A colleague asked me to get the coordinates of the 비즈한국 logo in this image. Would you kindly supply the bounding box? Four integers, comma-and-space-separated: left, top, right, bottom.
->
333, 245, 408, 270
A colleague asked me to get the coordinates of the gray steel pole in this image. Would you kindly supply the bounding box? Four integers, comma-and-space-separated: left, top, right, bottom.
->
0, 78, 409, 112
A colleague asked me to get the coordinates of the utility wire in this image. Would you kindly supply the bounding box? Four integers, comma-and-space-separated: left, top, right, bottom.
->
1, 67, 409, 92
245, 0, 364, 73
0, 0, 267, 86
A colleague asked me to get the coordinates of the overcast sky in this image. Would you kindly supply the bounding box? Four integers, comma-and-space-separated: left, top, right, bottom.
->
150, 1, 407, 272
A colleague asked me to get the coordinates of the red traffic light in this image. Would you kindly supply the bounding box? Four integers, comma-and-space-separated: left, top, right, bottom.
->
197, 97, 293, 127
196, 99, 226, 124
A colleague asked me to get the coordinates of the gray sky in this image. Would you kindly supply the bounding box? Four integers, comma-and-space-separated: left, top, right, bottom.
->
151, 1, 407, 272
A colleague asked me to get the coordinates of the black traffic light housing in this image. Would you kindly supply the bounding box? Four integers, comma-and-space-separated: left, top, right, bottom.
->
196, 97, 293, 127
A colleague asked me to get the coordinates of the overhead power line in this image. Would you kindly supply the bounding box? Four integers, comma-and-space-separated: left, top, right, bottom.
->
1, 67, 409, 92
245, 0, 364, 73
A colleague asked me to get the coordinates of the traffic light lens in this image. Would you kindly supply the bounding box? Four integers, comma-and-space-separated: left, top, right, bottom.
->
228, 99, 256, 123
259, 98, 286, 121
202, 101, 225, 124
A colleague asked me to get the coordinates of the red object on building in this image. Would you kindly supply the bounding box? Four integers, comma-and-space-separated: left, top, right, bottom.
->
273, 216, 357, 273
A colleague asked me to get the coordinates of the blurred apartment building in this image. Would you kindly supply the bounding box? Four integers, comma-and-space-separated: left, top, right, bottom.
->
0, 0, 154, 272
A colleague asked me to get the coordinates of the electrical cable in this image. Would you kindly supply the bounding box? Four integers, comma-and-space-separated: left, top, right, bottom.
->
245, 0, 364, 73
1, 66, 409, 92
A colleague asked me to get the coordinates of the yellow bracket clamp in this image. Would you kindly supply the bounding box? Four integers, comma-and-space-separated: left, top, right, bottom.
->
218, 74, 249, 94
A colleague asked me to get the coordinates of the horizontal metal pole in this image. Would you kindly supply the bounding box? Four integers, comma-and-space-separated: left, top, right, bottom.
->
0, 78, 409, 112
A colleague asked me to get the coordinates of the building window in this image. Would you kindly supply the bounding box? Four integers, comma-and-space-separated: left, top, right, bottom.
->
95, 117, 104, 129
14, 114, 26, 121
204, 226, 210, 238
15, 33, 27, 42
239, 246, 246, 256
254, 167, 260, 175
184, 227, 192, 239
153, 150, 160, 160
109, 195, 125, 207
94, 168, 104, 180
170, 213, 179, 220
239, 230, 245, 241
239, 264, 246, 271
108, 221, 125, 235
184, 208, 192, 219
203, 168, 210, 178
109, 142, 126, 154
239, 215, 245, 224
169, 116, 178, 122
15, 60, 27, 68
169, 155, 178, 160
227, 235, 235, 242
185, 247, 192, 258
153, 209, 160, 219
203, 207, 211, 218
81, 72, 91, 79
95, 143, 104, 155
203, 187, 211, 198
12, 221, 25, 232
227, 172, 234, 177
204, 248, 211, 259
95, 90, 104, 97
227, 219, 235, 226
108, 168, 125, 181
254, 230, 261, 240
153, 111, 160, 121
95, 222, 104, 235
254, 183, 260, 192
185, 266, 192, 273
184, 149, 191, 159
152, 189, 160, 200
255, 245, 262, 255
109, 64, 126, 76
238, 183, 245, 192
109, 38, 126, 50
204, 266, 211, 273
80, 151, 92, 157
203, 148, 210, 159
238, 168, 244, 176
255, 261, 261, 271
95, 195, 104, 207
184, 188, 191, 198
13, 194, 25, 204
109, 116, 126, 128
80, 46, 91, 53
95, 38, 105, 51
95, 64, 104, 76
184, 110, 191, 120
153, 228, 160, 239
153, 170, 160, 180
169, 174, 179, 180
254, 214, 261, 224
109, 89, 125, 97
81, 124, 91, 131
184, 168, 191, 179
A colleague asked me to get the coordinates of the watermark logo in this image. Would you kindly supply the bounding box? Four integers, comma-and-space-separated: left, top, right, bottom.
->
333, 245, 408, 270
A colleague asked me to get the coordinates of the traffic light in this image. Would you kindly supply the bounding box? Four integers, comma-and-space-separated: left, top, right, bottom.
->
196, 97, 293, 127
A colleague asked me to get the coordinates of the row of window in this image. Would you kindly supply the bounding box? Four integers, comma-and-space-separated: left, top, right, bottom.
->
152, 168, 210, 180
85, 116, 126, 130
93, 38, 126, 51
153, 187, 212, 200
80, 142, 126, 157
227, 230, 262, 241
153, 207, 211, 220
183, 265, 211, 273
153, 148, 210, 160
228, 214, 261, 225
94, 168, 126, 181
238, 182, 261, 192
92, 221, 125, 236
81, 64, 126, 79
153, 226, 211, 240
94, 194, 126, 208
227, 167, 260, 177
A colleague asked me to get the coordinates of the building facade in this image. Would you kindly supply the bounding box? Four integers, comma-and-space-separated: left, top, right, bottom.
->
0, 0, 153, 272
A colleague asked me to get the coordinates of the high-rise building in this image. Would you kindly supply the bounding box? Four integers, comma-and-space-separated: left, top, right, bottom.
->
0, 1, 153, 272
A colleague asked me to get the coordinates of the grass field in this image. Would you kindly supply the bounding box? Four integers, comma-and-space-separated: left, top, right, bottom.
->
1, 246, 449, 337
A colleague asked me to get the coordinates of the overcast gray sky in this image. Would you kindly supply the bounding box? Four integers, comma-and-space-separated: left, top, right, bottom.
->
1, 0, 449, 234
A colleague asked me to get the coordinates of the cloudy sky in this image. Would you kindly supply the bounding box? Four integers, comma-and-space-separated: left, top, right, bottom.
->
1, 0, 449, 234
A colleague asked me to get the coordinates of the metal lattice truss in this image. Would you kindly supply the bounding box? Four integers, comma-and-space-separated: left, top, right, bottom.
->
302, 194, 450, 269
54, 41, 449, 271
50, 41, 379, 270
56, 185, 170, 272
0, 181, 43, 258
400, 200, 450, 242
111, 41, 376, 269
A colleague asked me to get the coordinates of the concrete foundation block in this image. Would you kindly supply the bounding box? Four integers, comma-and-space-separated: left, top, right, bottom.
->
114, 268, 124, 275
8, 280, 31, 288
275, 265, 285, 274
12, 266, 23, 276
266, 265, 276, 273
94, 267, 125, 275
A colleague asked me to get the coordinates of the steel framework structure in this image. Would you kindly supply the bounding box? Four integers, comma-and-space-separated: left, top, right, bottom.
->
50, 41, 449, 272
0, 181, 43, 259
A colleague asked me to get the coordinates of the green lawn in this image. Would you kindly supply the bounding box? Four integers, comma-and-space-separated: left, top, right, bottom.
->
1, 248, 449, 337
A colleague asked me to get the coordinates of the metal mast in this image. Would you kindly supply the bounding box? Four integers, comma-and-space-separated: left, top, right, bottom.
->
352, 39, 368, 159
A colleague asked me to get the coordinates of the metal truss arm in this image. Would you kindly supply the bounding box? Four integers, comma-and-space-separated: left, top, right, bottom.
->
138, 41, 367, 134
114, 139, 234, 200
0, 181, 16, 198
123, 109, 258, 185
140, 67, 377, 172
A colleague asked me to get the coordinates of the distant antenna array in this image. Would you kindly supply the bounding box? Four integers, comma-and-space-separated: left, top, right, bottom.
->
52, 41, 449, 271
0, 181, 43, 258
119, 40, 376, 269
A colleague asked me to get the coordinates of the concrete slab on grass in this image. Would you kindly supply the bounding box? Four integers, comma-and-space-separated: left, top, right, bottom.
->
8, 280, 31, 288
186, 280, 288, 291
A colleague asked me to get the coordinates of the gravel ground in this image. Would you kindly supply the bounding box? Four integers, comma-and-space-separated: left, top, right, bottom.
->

=-=-=

### [TASK BRIEF]
From the data above, copy out every line with the string "overcast" in it.

### [RESPONSE]
A colleague asked me to get the coordinates of the overcast sky in this image. Would you kindly supply the bounding box? Four integers, comma-and-space-separated: left, top, right, bottom.
A colleague asked me to get the coordinates of the overcast gray sky in this image. Would you kindly supply the bounding box? Four integers, comma-and-space-separated: left, top, right, bottom.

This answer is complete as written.